PASSAGE TO READ ▸
Columnists

Going to the Movies? How Many? 

THE OLD DAYS 

by Arthur Vidro 

When my brother was nine and I was six, our mother dropped us off at the local cinema for a full afternoon so she could visit her own mother at the hospital. Grandma was receiving radiation treatments. 

I wanted to go to the hospital, but mom said children were not allowed. 

So, the movie theater was our babysitter for the day. Back then leaving one’s kids alone was not considered remarkable. 

As often happened then, it was a double feature. First on the screen was a routine western. Harmless fluff. Then came the main feature, a science-fiction outer-space monster movie called “The Green Slime.” 

I still recall some of those scenes, which gave me nightmares. That movie was more horrifying to me than seeing grandma battle her ailments. (She died a year later of leukemia caused by those radiation treatments.) 

Five or six years later, I went to the movies for the first time with a friend instead of with family. Seth H. and I went to a double feature. 

First up was “The Gold Rush,” a 1925 silent flick starring (and directed by) Charlie Chaplin. He was in Alaska and at one point was so hungry he ate his shoe. 

Then came the main feature, “Animal Crackers” (1930). 

“Animal Crackers” was in the news then.  Unlike the other Marx Brothers movies, this one had never been shown on television, for some sort of problem involving legal rights had kept it in limbo for a full generation. But now the rights were straightened out and the movie was being re-released nationally. 

Seth and I roared with the audience. I recall especially roaring when Harpo and Chico played bridge with a couple of society ladies, and Harpo had an endless supply of aces of spades. As for his means of cutting the deck, well, that must be seen to be believed. 

This hit our funny bones because at the time Seth was my most frequent bridge partner (and chess opponent). Didn’t every 11-year-old play bridge? Well, maybe not, but Seth and I were always intellectually advanced for our years. (He eventually became our nation’s acting Secretary of Labor.) 

At the movie’s conclusion, the lights came up, patrons exited, and the cleaning crew went into action to spiff up the joint before the next crowd would be allowed in. We put a dime into a pay phone in the lobby to get a ride home. 

That was a single, plush, large theater, with uniformed ushers (holding flashlights) in the auditorium, doing whatever was needed to maintain order. 

Over the years, each plush theater would be subdivided into a less-plush triplex or a rinky-dink multiplex, with tiny theaters rubbing elbows with each other, no ushers patrolling, and nobody bothering to clean up before the next screening began. 

The year Seth and I saw “Animal Crackers,” Eric S. and his kid sister saw, to coin a phrase, a quintuple feature. In one sitting, they saw all five “Planet of the Apes” movies (1968 through 1973). The patrons, Eric said, all made monkey movements and noises as they exited. Five full-length movies! Probably started in the late morning and let out in the early evening. 

As a responsible 14-year-old, I would be hired to babysit on Saturday nights for a couple around the block whenever they wanted to “go to the movies.” 

But by then, “going to the movies” meant going to one movie. 

An era had ended. 

Contrast that with the experience of my parents, who grew up in the 1940s. They would see a cartoon, a news reel, a comedy reel, one part of a 15-chapter adventure serial (such as “Superman”), then a B movie, and finally the main feature. 

According to family lore, my grandfather would give my father a quarter to go to the movies, with the admonition to “bring back the change.”

RECORDED DATA ▸
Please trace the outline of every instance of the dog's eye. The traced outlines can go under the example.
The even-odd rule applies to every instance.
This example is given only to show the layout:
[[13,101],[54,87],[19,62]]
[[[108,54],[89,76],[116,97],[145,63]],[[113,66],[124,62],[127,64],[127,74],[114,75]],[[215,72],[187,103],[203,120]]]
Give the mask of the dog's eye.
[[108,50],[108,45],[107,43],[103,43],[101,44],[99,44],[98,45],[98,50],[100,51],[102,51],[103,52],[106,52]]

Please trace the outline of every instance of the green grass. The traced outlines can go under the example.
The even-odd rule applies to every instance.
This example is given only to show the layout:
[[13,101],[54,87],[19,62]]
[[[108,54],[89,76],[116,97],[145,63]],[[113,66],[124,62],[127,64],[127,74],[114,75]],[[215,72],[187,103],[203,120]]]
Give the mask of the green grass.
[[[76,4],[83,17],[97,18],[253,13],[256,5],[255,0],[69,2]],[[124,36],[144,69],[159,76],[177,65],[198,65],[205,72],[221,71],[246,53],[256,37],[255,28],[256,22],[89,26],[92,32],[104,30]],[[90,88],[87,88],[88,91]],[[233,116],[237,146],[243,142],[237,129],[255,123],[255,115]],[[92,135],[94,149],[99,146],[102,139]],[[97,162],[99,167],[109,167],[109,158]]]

STUDY QUESTIONS ▸
1: According to the column about going to the movies, what made up a movie outing for the author's parents in the 1940s? List every part of the program.
2: In the column about going to the movies, why did the scene with Harpo and Chico playing bridge strike the author and Seth as especially funny?
3: In the column about going to the movies, how did the author and Seth arrange a ride home after seeing "Animal Crackers"?

ACTIVITY ANSWERS ▸
1:
- A cartoon
- A news reel
- A comedy reel
- One part of a 15-chapter adventure serial (such as "Superman")
- A B movie
- The main feature

2: At that time, Seth was the author's most frequent bridge partner, so a card game played with an endless supply of aces of spades hit close to home for them.

3: They put a dime into a pay phone in the theater lobby.